** BEGIN The input **

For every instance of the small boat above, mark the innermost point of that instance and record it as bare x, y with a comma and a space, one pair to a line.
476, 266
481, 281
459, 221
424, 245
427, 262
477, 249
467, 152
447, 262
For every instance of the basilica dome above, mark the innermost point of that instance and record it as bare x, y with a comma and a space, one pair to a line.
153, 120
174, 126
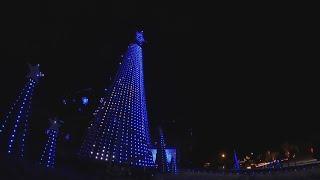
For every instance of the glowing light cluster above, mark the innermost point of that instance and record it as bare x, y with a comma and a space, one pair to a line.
173, 165
119, 132
48, 157
49, 153
15, 124
236, 161
161, 158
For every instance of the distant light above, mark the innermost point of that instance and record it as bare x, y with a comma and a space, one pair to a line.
85, 101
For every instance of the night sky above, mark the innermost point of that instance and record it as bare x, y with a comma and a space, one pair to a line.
240, 79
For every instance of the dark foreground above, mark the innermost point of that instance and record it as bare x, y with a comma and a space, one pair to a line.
22, 170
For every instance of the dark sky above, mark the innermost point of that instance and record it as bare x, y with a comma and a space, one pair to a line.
233, 75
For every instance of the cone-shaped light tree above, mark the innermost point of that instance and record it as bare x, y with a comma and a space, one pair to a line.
14, 126
48, 157
161, 157
119, 132
173, 165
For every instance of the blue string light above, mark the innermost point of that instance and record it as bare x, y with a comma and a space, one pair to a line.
119, 132
14, 125
161, 157
48, 157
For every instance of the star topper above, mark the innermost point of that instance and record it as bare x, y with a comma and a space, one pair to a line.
35, 73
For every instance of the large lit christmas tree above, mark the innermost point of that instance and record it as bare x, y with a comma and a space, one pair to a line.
14, 125
119, 132
48, 157
173, 165
161, 158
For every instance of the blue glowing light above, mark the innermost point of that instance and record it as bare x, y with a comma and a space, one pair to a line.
14, 125
161, 156
236, 161
49, 152
85, 101
119, 132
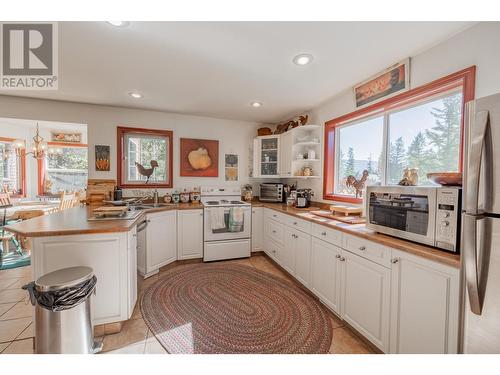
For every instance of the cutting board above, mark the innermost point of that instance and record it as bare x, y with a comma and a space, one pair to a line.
354, 219
346, 210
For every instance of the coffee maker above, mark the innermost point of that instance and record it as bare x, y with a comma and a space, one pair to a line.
303, 198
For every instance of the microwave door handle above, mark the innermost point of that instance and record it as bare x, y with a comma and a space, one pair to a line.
476, 297
474, 157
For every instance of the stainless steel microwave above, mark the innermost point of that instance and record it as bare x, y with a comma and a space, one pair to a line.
270, 192
428, 215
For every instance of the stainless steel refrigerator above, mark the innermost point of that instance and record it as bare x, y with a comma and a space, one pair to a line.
481, 228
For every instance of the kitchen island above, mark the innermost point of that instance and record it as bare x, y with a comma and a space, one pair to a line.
109, 247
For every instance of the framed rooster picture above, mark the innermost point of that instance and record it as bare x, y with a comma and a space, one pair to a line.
144, 158
199, 157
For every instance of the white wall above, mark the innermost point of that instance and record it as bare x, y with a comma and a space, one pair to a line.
234, 136
478, 45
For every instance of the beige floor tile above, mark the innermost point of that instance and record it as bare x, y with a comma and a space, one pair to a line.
20, 347
10, 329
4, 307
22, 309
153, 346
27, 333
133, 331
6, 283
135, 348
12, 295
344, 341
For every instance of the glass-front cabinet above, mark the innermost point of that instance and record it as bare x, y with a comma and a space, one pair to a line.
266, 156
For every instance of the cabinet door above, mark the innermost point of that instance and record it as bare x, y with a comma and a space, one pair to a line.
325, 270
366, 288
287, 251
189, 234
132, 270
303, 258
425, 306
161, 239
286, 145
257, 228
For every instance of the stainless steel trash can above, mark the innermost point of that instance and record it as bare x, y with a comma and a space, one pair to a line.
62, 311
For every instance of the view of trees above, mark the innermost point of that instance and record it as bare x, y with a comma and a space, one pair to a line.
433, 149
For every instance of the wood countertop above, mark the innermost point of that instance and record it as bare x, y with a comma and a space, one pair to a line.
360, 230
74, 221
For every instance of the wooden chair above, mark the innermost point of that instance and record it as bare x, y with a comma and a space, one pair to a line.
68, 200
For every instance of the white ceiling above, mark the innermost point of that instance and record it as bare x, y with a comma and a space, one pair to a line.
217, 68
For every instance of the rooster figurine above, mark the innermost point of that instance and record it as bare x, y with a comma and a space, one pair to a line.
147, 172
358, 185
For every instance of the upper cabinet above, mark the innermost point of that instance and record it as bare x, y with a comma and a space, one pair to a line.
293, 154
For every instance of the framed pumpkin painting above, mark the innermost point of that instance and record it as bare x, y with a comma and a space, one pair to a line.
199, 157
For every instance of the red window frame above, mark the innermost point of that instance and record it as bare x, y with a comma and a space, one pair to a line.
41, 163
121, 131
463, 78
22, 169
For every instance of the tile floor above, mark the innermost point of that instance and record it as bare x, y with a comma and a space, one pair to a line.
16, 333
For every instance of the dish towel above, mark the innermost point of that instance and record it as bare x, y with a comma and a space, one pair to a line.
235, 219
217, 218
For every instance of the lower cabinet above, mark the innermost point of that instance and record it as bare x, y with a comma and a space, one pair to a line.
325, 267
161, 240
425, 306
257, 228
366, 288
189, 234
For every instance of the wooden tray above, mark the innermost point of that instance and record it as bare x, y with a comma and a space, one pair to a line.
344, 219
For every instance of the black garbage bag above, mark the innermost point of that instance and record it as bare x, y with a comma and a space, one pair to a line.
63, 299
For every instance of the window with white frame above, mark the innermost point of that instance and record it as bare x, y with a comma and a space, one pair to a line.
425, 135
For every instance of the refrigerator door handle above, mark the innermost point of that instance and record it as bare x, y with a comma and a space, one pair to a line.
471, 263
474, 157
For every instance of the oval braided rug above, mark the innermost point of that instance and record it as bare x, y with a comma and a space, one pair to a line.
229, 308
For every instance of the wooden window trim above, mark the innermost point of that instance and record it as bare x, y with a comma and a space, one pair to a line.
41, 163
22, 171
121, 131
464, 78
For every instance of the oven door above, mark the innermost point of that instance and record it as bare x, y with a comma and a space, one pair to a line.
227, 233
402, 211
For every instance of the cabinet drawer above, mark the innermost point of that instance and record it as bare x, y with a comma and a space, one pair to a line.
332, 236
275, 215
368, 250
299, 224
274, 231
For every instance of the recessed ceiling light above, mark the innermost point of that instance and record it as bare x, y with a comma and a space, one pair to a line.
302, 59
118, 23
135, 94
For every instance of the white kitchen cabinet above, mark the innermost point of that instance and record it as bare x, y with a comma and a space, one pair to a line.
257, 228
267, 156
111, 257
189, 234
286, 149
303, 257
325, 268
287, 251
132, 270
366, 289
161, 240
424, 305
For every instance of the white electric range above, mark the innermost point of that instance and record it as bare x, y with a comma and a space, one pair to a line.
221, 240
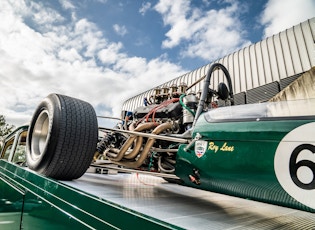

** END The input **

- [Short problem]
Extract every one of the lines above verbatim, omitting the pictures from your answer.

- [Result of this task]
For every instance of the small boat above, mark the innermost point of that instance and record it as bare x, y with a comma and a space, one pair to a line.
476, 266
481, 281
459, 221
424, 245
427, 262
477, 249
467, 152
447, 262
For every instance of the basilica dome above, mark the innermost point of that instance and record it as bare x, y with a comma and a space, one pair to a line.
153, 120
174, 126
For every instance of the glowing light cluster above, mark the innermost point of that instance and record it as bare x, y with a comma and a space, one pair to a line.
173, 165
119, 132
48, 157
49, 153
15, 124
236, 161
161, 158
For every instance of the distant light above, mark the innermost point of that instance and record it as bare x, y with a comma and a space, one pair to a line.
85, 101
For every instance of the night sky above, mark the innermost point of that instance and record it as bare x, y with a comma and a space, one pair to a line.
240, 79
For every instance of the dark foreground above, mark the innermost point of that instance and record it as bare x, y with a comma and a space, one pair to a line.
22, 170
For every instance of the dark sky above, mark the innermost point of that instance and record it as bare x, y with a comma and a space, one pair to a line.
233, 75
For every instance of the cone-shaped light tree above, mark the innermost point of that instance and record it as bare x, y with a comma and a space, one pair to a line.
14, 126
48, 157
161, 157
119, 132
173, 165
For every instance of the blue string light above, mark the innermost point of that instance and record it as bare x, y with a comma and a space, one pair to a line.
119, 132
14, 125
161, 157
48, 157
For every instance of the star topper above, mark the innermost point of that instance and record it as bare x, y with a comma and a space, one pair to a line.
35, 73
For every instance of the large lit christmas tree above, mark the innermost point of that instance and record it as bare x, y with a comma and a space, one pair to a line.
14, 125
119, 132
48, 157
173, 165
161, 158
For every instance of the blue glowing light above, mark the innermost point of that instance and record it as bare x, y with a comma and a space, one pair to a line.
14, 125
161, 156
236, 161
49, 152
85, 101
119, 132
For every instance of the cutting board above, mark the innermost point of that instance and record it as bare x, y with a comma and a space, one pair to a line.
354, 219
346, 210
For every instance of the coffee maker above, mark the innermost point of that instance and record it as bare x, y with a comma and a space, one pair to a line.
303, 198
For every instance of the microwave door handle above, mark the innermost point of that instance and record it as bare x, y with a comma and a space, one pair to a line.
476, 297
474, 157
For every instance of the stainless steel microwave above, mark the innermost point of that instance and record it as bare x, y with a comma and a space, one pair to a line.
270, 192
428, 215
For every instance of the stainless steel refrigerator above, mark the innermost point of that instance and record it as bare x, y with a comma and a space, one pair to a line.
481, 228
For every instance of the kitchen island above, mark the innermost point of that instance and record it as bare x, y with a comma and a space, one pair to a line.
109, 247
For every instance of the framed rooster picture above, mark the innermost point of that instance and record it as bare x, y with a comma and a space, one pair to a line.
144, 158
199, 157
For every instance of the white wall above, mark the innermost point of that instance and record it as bare x, y with a comma and a space, one pair to a line.
234, 136
478, 45
For every instance of the beige floor tile above, mark the innermost point of that instance and record it as bare x, y with a comma and a space, one pair to a line.
20, 347
10, 329
4, 307
22, 309
153, 346
27, 333
133, 331
6, 283
135, 348
12, 295
344, 341
For every instance of the glass-front cabinet above, mark the innermost point of that instance and record it as bare x, y with a comma and a space, one pair to a line.
266, 156
For every instance of the cabinet door above, mark the innermost point of that instance and record it as bare x, y with a comma and a space, one pair to a line.
325, 270
366, 288
287, 251
189, 234
132, 270
303, 258
425, 306
161, 239
286, 145
257, 228
For every instance of the stainless steel trash can above, mark the innermost point of that instance and record it as bare x, y with a comma and a space, one pair to a line.
62, 311
For every instance of the view of trees above, mark the innermost point of that instance and record it as bare x, y with a comma and a space, one pair to a line.
433, 149
For every instance of the wood countertop above, mark the innermost point of that instance and record it as bare x, y with a comma and a space, one pair to a line.
360, 230
74, 221
For every instance of the wooden chair above, mark the innermost point of that instance and record it as bare x, y with a comma and a space, one pair to a line.
68, 200
For every instance of the white ceiling above, mark the innermost point of that instance and record it as bare x, y with a comma and a space, one pair to a line.
217, 68
For every instance of the rooster figurine above, mark the innermost point of that instance and record it as bare x, y with a comma and a space, one pair to a line.
147, 172
358, 185
For every instance of the upper cabinet above, mark the innermost point of that instance and record it as bare x, y with a comma and a space, one pair to a line.
293, 154
For every instance of the framed pumpkin painting above, mark the innermost point of that instance and record it as bare x, y with a comma and a space, one pair to a line.
199, 157
For every instance of the red window frame above, mark the innermost point of that instance and record it as bare x, y with a comma and a space, one pair to a line.
41, 163
121, 131
463, 78
22, 169
For every instance of the tile floor above, mark the innermost point of that instance and record it as bare x, y with a comma and a space, one pair to a line.
16, 333
For every instance of the dish towel above, mark the innermost point of that instance and record it as bare x, y with a comma and a space, one pair to a line.
235, 219
217, 218
For every instance of the lower cabinet above, mark the innermost point of that instance and record it as bare x, y with a comma and a space, one pair to a line.
325, 267
161, 240
425, 306
257, 228
366, 288
189, 234
For every instance of the wooden tray above, mark the innermost point of that instance and record it as bare x, y with a comma and a space, one pair to a line.
344, 219
For every instance of the black garbage bag above, mark the innermost point of that instance and record it as bare x, y with a comma and a space, one pair to a line.
63, 299
For every instance of the window with white frame above, mark the innermost point of that instance and record it as bare x, y with a comma and a space, one pair to a line.
425, 135
For every instance of the refrigerator door handle above, mark the innermost point of that instance and record it as bare x, y with a comma and a space, one pair to a line.
471, 263
474, 157
For every instance of the oval braided rug above, mark the innermost point of that instance and record it as bare x, y with a comma and a space, one pair to a line.
229, 308
For every instance of the wooden window trim above, mark the innermost point of that instance and record it as bare x, y with a comma and a space, one pair to a line.
41, 163
22, 171
121, 131
464, 78
For every instance of the oven door above, mark the innermost point of that instance and record it as bare x, y with a comma and a space, one pair to a line.
227, 233
402, 211
For every instance of the cabinet drawer above, mark the innermost point of that instance and record it as bare x, y with a comma and a space, one pair to a line.
332, 236
275, 215
368, 250
299, 224
274, 231
For every instance of the recessed ceiling light above, mark the innermost point of that instance and record it as bare x, y with a comma and a space, one pair to a line.
302, 59
118, 23
135, 94
For every instance of the white kitchen cabinet above, mark the innermost point of that instance and record it as bare x, y with a comma and a space, one pair to a line.
257, 228
267, 156
111, 257
189, 234
286, 149
303, 257
325, 268
287, 251
132, 270
366, 289
161, 240
424, 305
For every instance of the white electric range above, mark the innermost point of that instance and record it as bare x, y with a comma and a space, one pair to a line.
221, 240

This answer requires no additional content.